_WORK REQUIRED_.
Reproduce every one of the following items word for word, line by line, without changing anything.

▼

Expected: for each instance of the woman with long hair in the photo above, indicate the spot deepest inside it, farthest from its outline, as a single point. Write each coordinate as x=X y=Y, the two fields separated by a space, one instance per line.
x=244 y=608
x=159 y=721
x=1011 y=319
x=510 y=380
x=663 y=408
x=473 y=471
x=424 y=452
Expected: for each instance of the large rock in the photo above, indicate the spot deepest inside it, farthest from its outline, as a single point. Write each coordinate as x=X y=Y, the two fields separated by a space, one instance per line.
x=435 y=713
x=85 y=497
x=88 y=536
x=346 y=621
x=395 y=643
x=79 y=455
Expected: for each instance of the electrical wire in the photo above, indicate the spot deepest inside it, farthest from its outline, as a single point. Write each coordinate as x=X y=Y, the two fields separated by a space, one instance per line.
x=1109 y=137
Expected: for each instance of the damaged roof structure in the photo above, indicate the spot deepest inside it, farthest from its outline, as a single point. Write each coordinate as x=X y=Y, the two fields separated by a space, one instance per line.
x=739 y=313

▲

_SOLUTION TO THIS TASK_.
Expected: for each instance of the woman with long hair in the photo above, indicate the spot deepest inside it, farthest from its outline, as a single point. Write each coordinate as x=X y=Y, the two fields separated by a space, one instance per line.
x=244 y=608
x=159 y=721
x=1011 y=319
x=510 y=380
x=663 y=408
x=473 y=471
x=424 y=452
Expected: for each instance of the large rock in the photo above, indicate the spot deepest inside it, farthest from its outline, as a single point. Write each coordinate as x=X y=Y, the two fields separated by a space, one instance per line.
x=435 y=713
x=85 y=497
x=88 y=536
x=346 y=621
x=395 y=643
x=79 y=455
Expected: for each instance of the electrical wire in the photo above, indicate the spot deepest inside it, farthest from its outline, as a single point. Write each coordinate as x=X y=Y, the two fields separated by a space, one instance per line.
x=1109 y=137
Expected: for each instance of the damaged roof structure in the photo above, indicate the spot deepest inside it, farthest from its outline, as a single point. Write each coordinate as x=X y=Y, the two fields separated by a space, one instance per line.
x=739 y=313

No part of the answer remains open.